■ **Text under study**
Well, the initial title was “Canned Pears in Heavy Syrup.” And since it was a Christmas release, I wanted something with a little more holiday spirit. I asked the "Inkies" to help me brainstorm. Anita came up with “Mayhem and Mistletoe” and I liked that a lot, but when I Googled it, it seemed like it had been used quite a bit. So I wrote down all the Christmas and mystery related things I could think of containing the letter M. When I had myrrh and murder on the list, I realized you could place one in for the other. I suggested Gold, Frankincense, and Murder. Everybody loved it. Brainstorming over.
Yes, it's a wonderful title! Is there a message in your story that you want readers to grasp?
This is a short, fun read. But if I had to pin down one message from the story it would have to be, “Be careful you don’t become so independent and self-sufficient that you forget you need God.”
Can you tell us about your challenges in getting your book published?
I think the biggest obstacle for me has been that the genre I would love most to write in, is not popular in Christian fiction at the moment. Not many agents or publishers are looking at cozies. (Although I guess the Amish cozy is picking up steam.) Of those few that are, most want romance to be a major part. And my first novel wasn’t that. This is a shorter work that does have the romance and the mystery.
CBA mystery is a tough sell right now. I hope that's changing. Maybe your book can be the start of a new trend. So, tell us about it!
The story centers around a high school geometry teacher named Donna. Donna has remained single longer than many of her friends. But finally she meets a guy at the local food bank where they both volunteer. They get friendly. She gets to wondering if maybe they could be more than friends. And then he disappears. Donna goes looking for him, and meets his neighbor, Sam.
Sam is almost a polar opposite of Donna. Where she is reserved and analytical, he’s gregarious and emotional. And a beefy weight-lifter type that Donna refers to as “calendar art.” Well, the mystery (and the romance) is on, as Sam and Donna work together--although somewhat reluctantly on Donna’s part--to try to find out what happened to the missing man.
What do you think makes a good story?

■ **Supplied information**
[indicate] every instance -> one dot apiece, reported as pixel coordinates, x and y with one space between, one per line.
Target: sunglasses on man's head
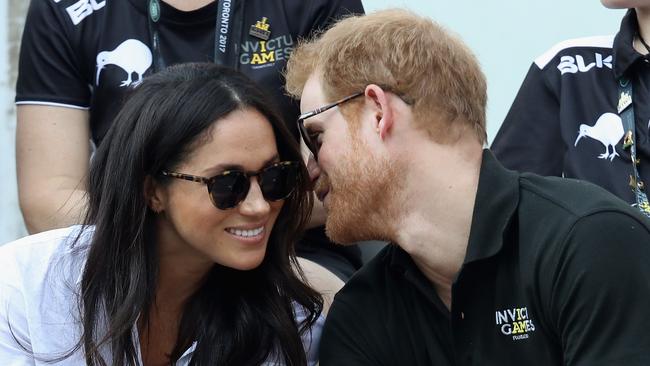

■ **Problems to work on**
**1.** Answer from the author interview about the Christmas mystery, one line per part:
(a) What was the book's first title?
(b) What subject does Donna teach?
(c) Where does Donna meet the man who later disappears?
**2.** Write the next part of the author interview about the Christmas mystery, picking up right after its final sentence.

■ **Solved problems**
**1.**
(a) "Canned Pears in Heavy Syrup."
(b) High school geometry.
(c) At the local food bank where they both volunteer.

**2.**
I’m fond of mystery, so I’ll comment on that genre. I think a good mystery will challenge the reader, while being possible (but unlikely) to solve. The characters will be people you’d want to know (or feel like you already do), and the setting should make you want to visit.
Did you learn anything from writing your book and what was it?
I think it was that everyone likes a little romance. This was the first story that I attempted that had romance mingled with the mystery, and it surprised me how light a touch you could play the romance and have it still be a romance. And I like that. My protagonist is an analytic type, and she doesn’t have much patience for all the mushy stuff. And when it happens to her, it only comes with a bit of self-loathing, which was fun to write.
Oh, count me in. I always want at least a little romance no matter what genre I'm reading. Do you have any advice for other writers?
Temper your dreams with shorter, attainable goals and lots of hard work. There is a fine line between a dream and a delusion.
Why did you choose to write cozy mysteries?
I love cozy mysteries. I find them relaxing and entertaining, and like the added challenge of trying to solve the mystery myself. I was first drawn to the mixing of humor and mystery through the television show Monk.
Oh, Monk is a great show and he's a wonderful character. So what about you as a character? If you were written about in the newspaper, on the front page, what would the headline say?
“News runs out of important people to cover,” probably.
Hey, that's mine! Thanks for the laugh and for the interview. I hope Gold, Frankincense and Murder sells a million!